▶ Document segment
━━━━━━━━━━━━━━━━━━━━━━━━━━━━━━

> If token costs converge toward zero for most AI use cases...
In the real world, token costs seem to be going up, as early stage pricing at a loss gives way to pricing that generates revenue.
Compute costs might go down a little over the next five years, but there's nothing coming along in hardware that leads to huge reductions in price. NVidia says don't expect better price/performance before 2030.
The models keep getting bigger, and people put loops around them which iterate, burning tokens.
Where is this cost reduction coming from?
I've switched to non-SOTA models, which deliver comparable value at a fraction of the cost. A full day of coding with Deepseek is approx $1 in tokens, and at least for my use cases the quality is equivalent to Claude.
I don't expect any of the third party openrouter providers sell tokens at a loss. Agreed that increasing model size could drive token prices up however so far there's been a very strong trend in the opposite direction with smaller models becoming increasingly capable thanks to advances in theory and implementation.
Edit: A glaring omission on my part there is that growth of aggregate industry demand for tokens has the potential to outpace increases in supply provided by new datacenters buildouts. So tokens certainly could go up depending on how things play out.
This website https://tokenpriceindex.com/ tracks Token Cost.
You are right - tokens are going up currently.
The following two things can be true at the same time:
- Frontier state-of-the-art performance keeps getting more expensive (and better).
- Any fixed performance level is becoming cheaper.
(And a third: if you still want to see improvements instead of a fixed level, you can trail the frontier a bit and still see price some reductions over time.)

━━━━━━━━━━━━━━━━━━━━━━━━━━━━━━

▶ Information provided

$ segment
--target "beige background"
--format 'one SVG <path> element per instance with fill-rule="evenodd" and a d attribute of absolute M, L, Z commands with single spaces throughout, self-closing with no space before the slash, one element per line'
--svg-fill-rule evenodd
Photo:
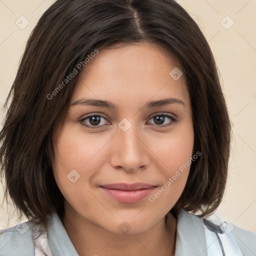
<path fill-rule="evenodd" d="M 221 74 L 233 124 L 227 189 L 216 214 L 256 233 L 256 0 L 178 2 L 197 22 L 209 42 Z M 26 42 L 40 16 L 53 2 L 49 0 L 0 0 L 2 114 L 2 104 Z M 2 118 L 0 120 L 2 122 Z M 0 204 L 2 196 L 0 186 Z M 8 226 L 8 214 L 4 204 L 0 207 L 0 229 L 18 224 L 12 218 Z"/>

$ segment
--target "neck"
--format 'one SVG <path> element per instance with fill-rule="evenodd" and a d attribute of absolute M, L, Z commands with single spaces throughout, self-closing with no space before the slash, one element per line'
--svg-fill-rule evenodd
<path fill-rule="evenodd" d="M 120 234 L 84 218 L 66 204 L 62 222 L 80 256 L 174 256 L 177 220 L 170 213 L 144 232 Z"/>

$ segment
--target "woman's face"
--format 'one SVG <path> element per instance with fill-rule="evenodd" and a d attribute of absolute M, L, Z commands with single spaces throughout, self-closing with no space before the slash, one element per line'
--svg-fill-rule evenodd
<path fill-rule="evenodd" d="M 66 214 L 109 232 L 136 234 L 164 218 L 184 189 L 192 110 L 184 76 L 172 56 L 153 45 L 117 46 L 100 50 L 78 75 L 54 140 L 54 172 Z M 126 186 L 136 183 L 148 186 Z"/>

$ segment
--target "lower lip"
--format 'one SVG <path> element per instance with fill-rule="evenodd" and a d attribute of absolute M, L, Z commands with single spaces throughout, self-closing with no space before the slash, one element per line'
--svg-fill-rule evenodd
<path fill-rule="evenodd" d="M 140 202 L 151 194 L 156 188 L 156 186 L 154 186 L 150 188 L 134 191 L 124 191 L 100 187 L 107 194 L 112 198 L 120 202 L 126 204 L 135 204 Z"/>

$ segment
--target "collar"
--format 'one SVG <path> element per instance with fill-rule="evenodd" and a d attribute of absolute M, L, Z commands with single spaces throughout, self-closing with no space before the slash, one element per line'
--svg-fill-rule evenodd
<path fill-rule="evenodd" d="M 204 230 L 201 219 L 183 209 L 178 220 L 174 256 L 207 256 Z M 52 255 L 79 256 L 56 213 L 48 216 L 48 238 Z"/>

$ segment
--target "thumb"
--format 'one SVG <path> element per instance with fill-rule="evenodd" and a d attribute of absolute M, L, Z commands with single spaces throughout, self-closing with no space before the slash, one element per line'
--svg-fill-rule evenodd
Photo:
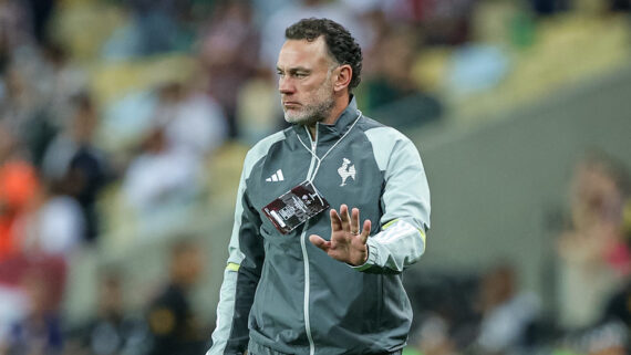
<path fill-rule="evenodd" d="M 311 234 L 311 236 L 309 236 L 309 241 L 310 241 L 313 246 L 316 246 L 316 247 L 318 247 L 318 248 L 320 248 L 320 249 L 322 249 L 322 250 L 324 250 L 324 251 L 327 251 L 327 250 L 329 249 L 329 247 L 331 247 L 331 242 L 330 242 L 330 241 L 325 241 L 322 237 L 317 236 L 317 234 Z"/>

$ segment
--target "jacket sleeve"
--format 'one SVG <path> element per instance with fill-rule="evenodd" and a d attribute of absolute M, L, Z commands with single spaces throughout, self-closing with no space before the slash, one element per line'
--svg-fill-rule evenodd
<path fill-rule="evenodd" d="M 217 325 L 213 332 L 213 346 L 206 355 L 240 355 L 248 346 L 248 316 L 260 279 L 265 252 L 262 238 L 259 236 L 261 221 L 248 198 L 246 176 L 244 167 L 228 247 L 229 257 L 217 305 Z"/>
<path fill-rule="evenodd" d="M 368 239 L 369 258 L 354 267 L 370 273 L 400 273 L 421 259 L 430 229 L 430 188 L 418 150 L 390 127 L 366 132 L 384 171 L 381 230 Z"/>

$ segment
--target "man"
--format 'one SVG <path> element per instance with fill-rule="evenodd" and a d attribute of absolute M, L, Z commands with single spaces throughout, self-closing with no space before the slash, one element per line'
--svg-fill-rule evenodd
<path fill-rule="evenodd" d="M 292 127 L 246 156 L 207 355 L 400 354 L 412 320 L 401 272 L 430 228 L 421 158 L 356 109 L 362 54 L 344 28 L 301 20 L 286 38 Z"/>

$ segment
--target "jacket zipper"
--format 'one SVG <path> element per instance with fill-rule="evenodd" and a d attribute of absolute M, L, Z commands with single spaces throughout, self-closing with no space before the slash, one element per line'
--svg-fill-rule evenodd
<path fill-rule="evenodd" d="M 316 166 L 316 156 L 317 152 L 316 148 L 318 147 L 318 125 L 316 123 L 316 139 L 311 140 L 311 164 L 309 165 L 309 171 L 307 173 L 307 179 L 312 178 L 313 167 Z M 309 128 L 304 126 L 307 129 L 307 135 L 311 137 L 309 133 Z M 310 276 L 309 276 L 309 255 L 307 254 L 307 229 L 309 228 L 309 220 L 304 222 L 304 228 L 302 228 L 302 233 L 300 234 L 300 247 L 302 248 L 302 260 L 304 262 L 304 331 L 307 332 L 307 338 L 309 340 L 309 355 L 316 354 L 316 344 L 313 343 L 313 336 L 311 335 L 311 322 L 309 320 L 309 293 L 310 293 Z"/>

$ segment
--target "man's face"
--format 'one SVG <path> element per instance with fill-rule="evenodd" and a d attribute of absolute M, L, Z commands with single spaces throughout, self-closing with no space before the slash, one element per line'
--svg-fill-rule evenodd
<path fill-rule="evenodd" d="M 278 56 L 285 119 L 311 125 L 329 116 L 334 106 L 332 67 L 324 38 L 316 41 L 287 40 Z"/>

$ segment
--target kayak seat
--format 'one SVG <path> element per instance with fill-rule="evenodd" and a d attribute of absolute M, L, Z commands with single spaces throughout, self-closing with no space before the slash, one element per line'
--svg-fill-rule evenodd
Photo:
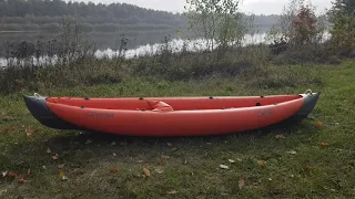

━━━━━━━━━━━━━━━━━━━━━━━━━━━━━━

▶ Exercise details
Rewrite the discussion of token costs starting with "I don't expect" and going on through "going up currently.", replacing "aggregate industry demand" with "overall industry demand".

▶ Your solution
I don't expect any of the third party openrouter providers sell tokens at a loss. Agreed that increasing model size could drive token prices up however so far there's been a very strong trend in the opposite direction with smaller models becoming increasingly capable thanks to advances in theory and implementation.
Edit: A glaring omission on my part there is that growth of overall industry demand for tokens has the potential to outpace increases in supply provided by new datacenters buildouts. So tokens certainly could go up depending on how things play out.
This website https://tokenpriceindex.com/ tracks Token Cost.
You are right - tokens are going up currently.